▶ STATED PROBLEM: Gather every line of the rows below that contains the string "tree", treating uppercase and lowercase as different.

▶ DATA EXCERPTS:
■ ■ ■ ■

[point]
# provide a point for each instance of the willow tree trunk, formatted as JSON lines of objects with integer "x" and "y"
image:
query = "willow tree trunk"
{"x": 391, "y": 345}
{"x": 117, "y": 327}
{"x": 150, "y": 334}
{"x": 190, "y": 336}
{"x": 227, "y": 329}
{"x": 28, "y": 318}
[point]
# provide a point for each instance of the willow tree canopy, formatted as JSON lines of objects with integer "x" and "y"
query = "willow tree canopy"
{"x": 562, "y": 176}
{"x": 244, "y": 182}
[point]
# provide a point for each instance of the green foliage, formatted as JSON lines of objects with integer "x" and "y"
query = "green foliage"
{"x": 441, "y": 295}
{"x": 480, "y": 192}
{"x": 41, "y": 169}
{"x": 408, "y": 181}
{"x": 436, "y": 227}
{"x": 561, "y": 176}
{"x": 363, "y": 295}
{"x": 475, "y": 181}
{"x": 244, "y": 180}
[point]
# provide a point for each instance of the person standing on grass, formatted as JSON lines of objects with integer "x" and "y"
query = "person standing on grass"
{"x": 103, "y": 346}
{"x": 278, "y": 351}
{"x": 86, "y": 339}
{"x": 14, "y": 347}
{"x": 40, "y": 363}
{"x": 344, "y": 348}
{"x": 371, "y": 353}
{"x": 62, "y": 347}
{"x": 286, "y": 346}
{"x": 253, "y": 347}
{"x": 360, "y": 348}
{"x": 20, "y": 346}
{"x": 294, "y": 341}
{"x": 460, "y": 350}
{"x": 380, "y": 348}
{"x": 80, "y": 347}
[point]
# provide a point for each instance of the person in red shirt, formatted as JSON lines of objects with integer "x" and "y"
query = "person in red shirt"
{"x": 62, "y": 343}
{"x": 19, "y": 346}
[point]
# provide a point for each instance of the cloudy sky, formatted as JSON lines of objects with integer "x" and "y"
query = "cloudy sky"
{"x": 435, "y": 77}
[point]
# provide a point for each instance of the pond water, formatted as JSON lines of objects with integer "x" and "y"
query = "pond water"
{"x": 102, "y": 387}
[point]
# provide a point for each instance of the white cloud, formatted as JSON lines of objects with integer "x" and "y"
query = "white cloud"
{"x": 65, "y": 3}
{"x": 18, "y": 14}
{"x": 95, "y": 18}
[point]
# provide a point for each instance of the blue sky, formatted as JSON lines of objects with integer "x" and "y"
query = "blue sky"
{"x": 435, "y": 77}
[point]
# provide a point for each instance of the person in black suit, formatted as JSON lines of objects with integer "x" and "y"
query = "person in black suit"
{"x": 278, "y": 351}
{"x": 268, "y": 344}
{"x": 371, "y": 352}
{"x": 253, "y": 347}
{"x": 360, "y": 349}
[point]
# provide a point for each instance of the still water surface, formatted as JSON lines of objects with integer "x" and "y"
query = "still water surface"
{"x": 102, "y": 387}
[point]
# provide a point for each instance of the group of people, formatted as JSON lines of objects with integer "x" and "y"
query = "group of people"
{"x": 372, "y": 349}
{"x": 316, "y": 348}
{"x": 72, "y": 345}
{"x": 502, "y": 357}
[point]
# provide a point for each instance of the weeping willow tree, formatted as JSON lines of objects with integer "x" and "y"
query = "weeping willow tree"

■ ■ ■ ■

▶ SOLUTION TO THE EXERCISE:
# provide a point for each instance of the willow tree trunk, formatted as JSON lines of objects with integer "x" and "y"
query = "willow tree trunk"
# provide a point for each instance of the willow tree canopy, formatted as JSON lines of objects with integer "x" and "y"
query = "willow tree canopy"
# provide a point for each instance of the weeping willow tree, formatted as JSON lines of objects with integer "x" and "y"
query = "weeping willow tree"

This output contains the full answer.